§ **TEXTO DE ESTUDO**

┌──

Miguel Guimarães, da Ordem dos Médicos do Norte, lembra ainda um outro ponto: "Temo que muitos doentes não cumpram a terapêutica prescrita por não disporem de recursos financeiros". De onde se conclui que há muitos ângulos para se ler estes números mas um é indiscutível: os portugueses não abrandaram o consumo de medicamentos. Pelo contrário.

A queixa das populações tem por detrás um outro problema: a saturação da Urgência do São João. É muitas vezes caótica e desumana no tempo de espera.

[perguntas]

[1] O Tribunal de Contas sugeriu uma média de 15 minutos nas consultas dos médicos de família para que a eficiência aumente 37% e haja mais utentes com possibilidade de atendimento. É uma boa sugestão?

[2] Apesar do número de embalagens ter subido ligeiramente, a venda de medicamentos baixou em valor 4,3% no ano passado (e caiu 25% quando se compara 2008, melhor ano de sempre, com 2013). É uma boa notícia?

[respostas]

Manuel Antunes, cirurgião toráxico e professor da Universidade de Coimbra

[1] Não seria, mas não me parece que o TC o tenha, de facto, sugerido. Talvez tenha sido uma mera hipótese. Evidentemente, as consultas não se podem medir ao minuto. Se algumas poderiam até levar menos tempo, outras levariam muito mais.

[2] Feitas assim, as contas são demasiado simplistas. Teria de se avaliar por formulação e por doente. Mas não me surpreende, com a intervenção, quase unilateral, que o ministro tem feito sobre o "mercado". Espero que não venha a ter consequências negativas.

└──

§ **EXCERTOS DE DADOS**
┌──

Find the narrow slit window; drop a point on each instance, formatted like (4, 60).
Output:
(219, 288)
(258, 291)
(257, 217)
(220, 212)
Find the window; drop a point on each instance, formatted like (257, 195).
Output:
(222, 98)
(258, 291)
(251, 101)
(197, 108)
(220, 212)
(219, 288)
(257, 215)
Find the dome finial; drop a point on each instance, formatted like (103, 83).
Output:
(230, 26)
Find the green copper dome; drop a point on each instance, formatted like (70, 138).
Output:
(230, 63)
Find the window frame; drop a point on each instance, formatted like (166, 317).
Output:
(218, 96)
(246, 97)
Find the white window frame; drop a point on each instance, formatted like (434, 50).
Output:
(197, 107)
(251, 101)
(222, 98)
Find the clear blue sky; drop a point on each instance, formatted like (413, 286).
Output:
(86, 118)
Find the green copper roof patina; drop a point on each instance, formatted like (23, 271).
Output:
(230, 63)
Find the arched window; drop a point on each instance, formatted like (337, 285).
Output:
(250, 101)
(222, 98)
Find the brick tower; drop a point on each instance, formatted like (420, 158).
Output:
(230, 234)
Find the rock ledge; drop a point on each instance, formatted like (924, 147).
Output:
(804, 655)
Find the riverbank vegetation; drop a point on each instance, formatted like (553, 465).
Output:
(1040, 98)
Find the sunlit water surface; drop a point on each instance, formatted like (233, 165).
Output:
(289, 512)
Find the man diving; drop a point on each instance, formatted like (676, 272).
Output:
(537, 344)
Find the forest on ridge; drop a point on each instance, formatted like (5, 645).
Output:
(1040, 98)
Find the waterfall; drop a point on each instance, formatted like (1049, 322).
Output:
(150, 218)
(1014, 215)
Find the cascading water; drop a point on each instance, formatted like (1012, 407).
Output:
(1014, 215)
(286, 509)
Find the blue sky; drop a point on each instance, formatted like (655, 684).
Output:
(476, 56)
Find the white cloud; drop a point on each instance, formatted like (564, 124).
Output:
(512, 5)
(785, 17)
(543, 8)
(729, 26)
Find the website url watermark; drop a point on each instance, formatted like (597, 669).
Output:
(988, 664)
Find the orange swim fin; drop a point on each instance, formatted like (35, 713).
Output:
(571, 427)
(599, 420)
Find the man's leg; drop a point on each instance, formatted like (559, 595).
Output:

└──

§ **TAREFAS A REALIZAR**
a - Indique se cada afirmação está de acordo com o texto sobre o consumo de medicamentos. Responda sim ou não e cite as palavras decisivas do texto. (i) Miguel Guimarães receia que muitos doentes deixem de cumprir a terapêutica prescrita por falta de recursos financeiros. (ii) Manuel Antunes entende que as consultas se podem medir ao minuto. (iii) Os portugueses abrandaram o consumo de medicamentos.
b - Prossiga o texto sobre o consumo de medicamentos a partir da última frase apresentada.

§ **RESPOSTAS NUMERADAS**
a -
(i) Sim: "Temo que muitos doentes não cumpram a terapêutica prescrita por não disporem de recursos financeiros".
(ii) Não: "Evidentemente, as consultas não se podem medir ao minuto."
(iii) Não: "os portugueses não abrandaram o consumo de medicamentos".

b -
Mauricio Barbosa, bastonário da Ordem dos Farmacêuticos e prof. da Faculdade de Farmácia da Universidade do Porto

[1] Obviamente não. É pena que tenha sido este o eco público da auditoria, pois importaria ter em conta recomendações relevantes como o enquadramento das USF, por exemplo.

[2] O aumento das embalagens vendidas pode ser motivo de preocupação, que importaria estudar. A redução mencionada resulta do esforço a que a cadeia de valor do medicamento tem sido submetida, que já superou em muito a capacidade económica dos operadores. E, como é público, tem produzido efeitos colaterais graves no setor.

Nuno Sousa, diretor do curso de Medicina da Universidade do Minho

[1] Sem demagogias, também se poderia sugerir o mesmo aos tribunais, nomeadamente o de Contas! A eficiência é necessária, desde que não comprometa a qualidade.

[2] O que importa é que todos recebam o tratamento que carecem; esse estudo é que será útil.

Paulo Mendo, antigo ministro da Saúde

[1] A escolha de 1500 cidadãos por médico de família foi calculada, na legislação inicial, na base de 3 consultas ano, em 4 horas diárias, 4 consultas hora (15 minutos em média por consulta), 250 dias no ano. Escolha esta a ser adaptada pela experiência, o que nunca foi feito.

[2] Sim, se corresponder a uma mudança de comportamento dos hábitos dos médicos que quase sempre receitam em demasia. Não, se significar apenas que o doente não tem dinheiro para pagar toda a receita.

António Ferreira, presidente do Conselho de Administração do Hospital de S. João

[1] É um disparate.

[2] É uma boa notícia do ponto de vista financeiro. Uma má notícia porque mostra aumento da prescrição.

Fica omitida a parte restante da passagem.